Reproduce each of the following records line for line, with no changes.

◆ ◆ ◆ ◆ ◆

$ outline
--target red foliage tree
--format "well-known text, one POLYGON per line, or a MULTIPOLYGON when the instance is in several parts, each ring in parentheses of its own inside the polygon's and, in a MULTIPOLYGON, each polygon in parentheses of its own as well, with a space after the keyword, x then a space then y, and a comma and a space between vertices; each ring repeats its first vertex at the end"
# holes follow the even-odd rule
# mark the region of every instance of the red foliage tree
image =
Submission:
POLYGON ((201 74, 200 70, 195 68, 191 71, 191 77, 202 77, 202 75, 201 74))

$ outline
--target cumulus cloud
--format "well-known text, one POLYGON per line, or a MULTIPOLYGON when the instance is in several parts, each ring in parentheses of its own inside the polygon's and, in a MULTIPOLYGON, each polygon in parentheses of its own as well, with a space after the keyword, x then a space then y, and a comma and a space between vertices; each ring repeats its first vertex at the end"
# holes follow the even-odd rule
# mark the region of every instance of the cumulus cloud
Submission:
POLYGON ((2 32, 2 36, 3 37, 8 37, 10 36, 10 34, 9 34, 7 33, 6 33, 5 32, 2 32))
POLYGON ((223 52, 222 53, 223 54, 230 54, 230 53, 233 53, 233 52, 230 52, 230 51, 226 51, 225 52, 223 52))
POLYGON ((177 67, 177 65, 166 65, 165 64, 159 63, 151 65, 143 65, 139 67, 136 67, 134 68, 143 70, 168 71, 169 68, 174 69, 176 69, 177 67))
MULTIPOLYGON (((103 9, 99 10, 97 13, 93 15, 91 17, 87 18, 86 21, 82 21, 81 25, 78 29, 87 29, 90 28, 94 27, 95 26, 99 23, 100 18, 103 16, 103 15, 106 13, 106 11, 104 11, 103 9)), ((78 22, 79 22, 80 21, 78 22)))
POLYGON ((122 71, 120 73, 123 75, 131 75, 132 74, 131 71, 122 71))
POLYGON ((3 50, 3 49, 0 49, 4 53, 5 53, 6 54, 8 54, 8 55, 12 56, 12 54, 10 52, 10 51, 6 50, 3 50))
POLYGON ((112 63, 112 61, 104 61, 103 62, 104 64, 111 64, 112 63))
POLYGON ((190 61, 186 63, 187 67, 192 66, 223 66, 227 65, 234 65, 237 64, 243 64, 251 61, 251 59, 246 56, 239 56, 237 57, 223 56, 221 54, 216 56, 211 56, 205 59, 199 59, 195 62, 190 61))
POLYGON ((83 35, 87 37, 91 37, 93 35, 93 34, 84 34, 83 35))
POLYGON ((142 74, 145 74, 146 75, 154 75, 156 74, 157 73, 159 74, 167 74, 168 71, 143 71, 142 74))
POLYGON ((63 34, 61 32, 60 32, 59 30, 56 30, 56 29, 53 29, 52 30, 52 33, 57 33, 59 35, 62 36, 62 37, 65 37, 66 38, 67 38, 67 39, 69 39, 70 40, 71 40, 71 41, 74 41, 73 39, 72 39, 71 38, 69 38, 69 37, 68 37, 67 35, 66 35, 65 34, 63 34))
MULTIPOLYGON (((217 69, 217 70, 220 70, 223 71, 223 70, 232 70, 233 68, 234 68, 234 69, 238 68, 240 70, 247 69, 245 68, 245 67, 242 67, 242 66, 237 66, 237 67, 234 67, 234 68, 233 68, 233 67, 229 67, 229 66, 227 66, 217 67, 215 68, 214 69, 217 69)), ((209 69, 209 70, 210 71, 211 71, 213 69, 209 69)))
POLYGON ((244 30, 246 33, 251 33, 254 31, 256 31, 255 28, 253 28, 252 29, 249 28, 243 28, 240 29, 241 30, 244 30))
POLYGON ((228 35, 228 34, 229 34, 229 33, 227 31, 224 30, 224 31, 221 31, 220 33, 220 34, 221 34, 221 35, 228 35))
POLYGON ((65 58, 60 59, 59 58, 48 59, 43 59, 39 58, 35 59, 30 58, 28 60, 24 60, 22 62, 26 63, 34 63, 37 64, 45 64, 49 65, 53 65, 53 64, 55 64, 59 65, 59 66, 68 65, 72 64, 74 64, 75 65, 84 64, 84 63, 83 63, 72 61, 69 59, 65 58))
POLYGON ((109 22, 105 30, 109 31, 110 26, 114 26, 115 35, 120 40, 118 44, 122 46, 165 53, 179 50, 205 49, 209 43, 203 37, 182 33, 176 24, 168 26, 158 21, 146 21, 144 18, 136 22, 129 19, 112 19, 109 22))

◆ ◆ ◆ ◆ ◆

§ **Correct answer**:
$ outline
--target red foliage tree
--format "well-known text, one POLYGON per line, or a MULTIPOLYGON when the instance is in several parts, each ring in parentheses of its own inside the polygon's and, in a MULTIPOLYGON, each polygon in parentheses of its own as well, with a space after the keyword, x then a space then y, and a comma and a space between vertices; each ring repeats its first vertex at the end"
# holes follow the even-odd rule
# mark the region of every instance of the red foliage tree
image =
Submission:
POLYGON ((201 74, 200 70, 195 68, 191 71, 191 77, 202 77, 202 75, 201 74))

$ outline
--target cumulus cloud
--format "well-known text, one POLYGON per line, or a MULTIPOLYGON when the instance is in several parts, each ring in parentheses of its own inside the polygon's and, in a MULTIPOLYGON, each polygon in parentheses of its own as well, with a space after the keyword, x then a space then y, and a comma and a space between vertices; each ring repeats its first vertex at the end"
# holes follow the even-odd rule
# mark the region of every instance of the cumulus cloud
Submission:
POLYGON ((2 32, 2 36, 3 37, 8 37, 10 36, 10 34, 9 34, 7 33, 6 33, 5 32, 2 32))
POLYGON ((223 52, 222 53, 223 54, 230 54, 230 53, 233 53, 233 52, 230 52, 230 51, 226 51, 225 52, 223 52))
POLYGON ((177 67, 177 65, 166 65, 165 64, 159 63, 151 65, 143 65, 139 67, 136 67, 134 68, 143 70, 168 71, 169 68, 174 69, 176 69, 177 67))
MULTIPOLYGON (((103 9, 99 10, 97 13, 93 15, 91 17, 87 18, 86 21, 82 21, 81 25, 78 29, 87 29, 90 28, 94 27, 95 26, 99 23, 100 18, 103 16, 103 15, 106 13, 106 11, 104 11, 103 9)), ((78 22, 79 22, 80 21, 78 22)))
POLYGON ((122 71, 120 73, 123 75, 131 75, 132 74, 131 71, 122 71))
POLYGON ((3 50, 3 49, 0 49, 4 53, 5 53, 6 54, 8 54, 8 55, 12 56, 12 54, 10 52, 10 51, 6 50, 3 50))
POLYGON ((112 63, 112 61, 104 61, 103 62, 104 64, 111 64, 112 63))
POLYGON ((190 61, 186 63, 187 67, 192 66, 223 66, 227 65, 234 65, 237 64, 243 64, 251 61, 251 59, 246 56, 239 56, 237 57, 223 56, 221 54, 216 56, 211 56, 205 59, 199 59, 195 62, 190 61))
POLYGON ((83 35, 87 37, 91 37, 93 35, 93 34, 84 34, 83 35))
POLYGON ((142 74, 145 74, 146 75, 154 75, 156 74, 157 73, 159 74, 167 74, 168 71, 143 71, 142 74))
POLYGON ((63 34, 61 32, 60 32, 59 30, 56 30, 56 29, 53 29, 52 30, 52 33, 57 33, 59 35, 62 36, 62 37, 65 37, 66 38, 67 38, 67 39, 69 39, 70 40, 71 40, 71 41, 74 41, 73 39, 72 39, 71 38, 69 38, 69 37, 68 37, 67 35, 66 35, 65 34, 63 34))
MULTIPOLYGON (((217 69, 217 70, 220 70, 223 71, 223 70, 232 70, 233 68, 234 68, 234 69, 238 68, 240 70, 247 69, 245 68, 245 67, 242 67, 242 66, 237 66, 237 67, 234 67, 234 68, 233 68, 233 67, 229 67, 229 66, 227 66, 217 67, 215 68, 214 69, 217 69)), ((209 69, 209 70, 210 71, 211 71, 213 69, 209 69)))
POLYGON ((244 30, 246 33, 251 33, 254 31, 256 31, 255 28, 253 28, 252 29, 249 28, 243 28, 240 29, 241 30, 244 30))
POLYGON ((228 35, 228 34, 229 34, 229 33, 227 31, 224 30, 224 31, 221 31, 220 33, 220 34, 221 34, 221 35, 228 35))
POLYGON ((65 58, 60 59, 59 58, 48 59, 43 59, 39 58, 35 59, 30 58, 28 60, 24 60, 22 62, 26 63, 34 63, 37 64, 45 64, 49 65, 53 65, 53 64, 55 64, 59 65, 59 66, 68 65, 72 64, 74 64, 75 65, 84 64, 84 63, 83 63, 72 61, 69 59, 65 58))
POLYGON ((109 22, 105 30, 109 31, 110 26, 114 26, 115 35, 120 40, 118 44, 122 46, 165 53, 179 50, 205 49, 209 43, 203 37, 182 33, 176 24, 168 26, 158 21, 146 21, 144 18, 136 22, 129 19, 112 19, 109 22))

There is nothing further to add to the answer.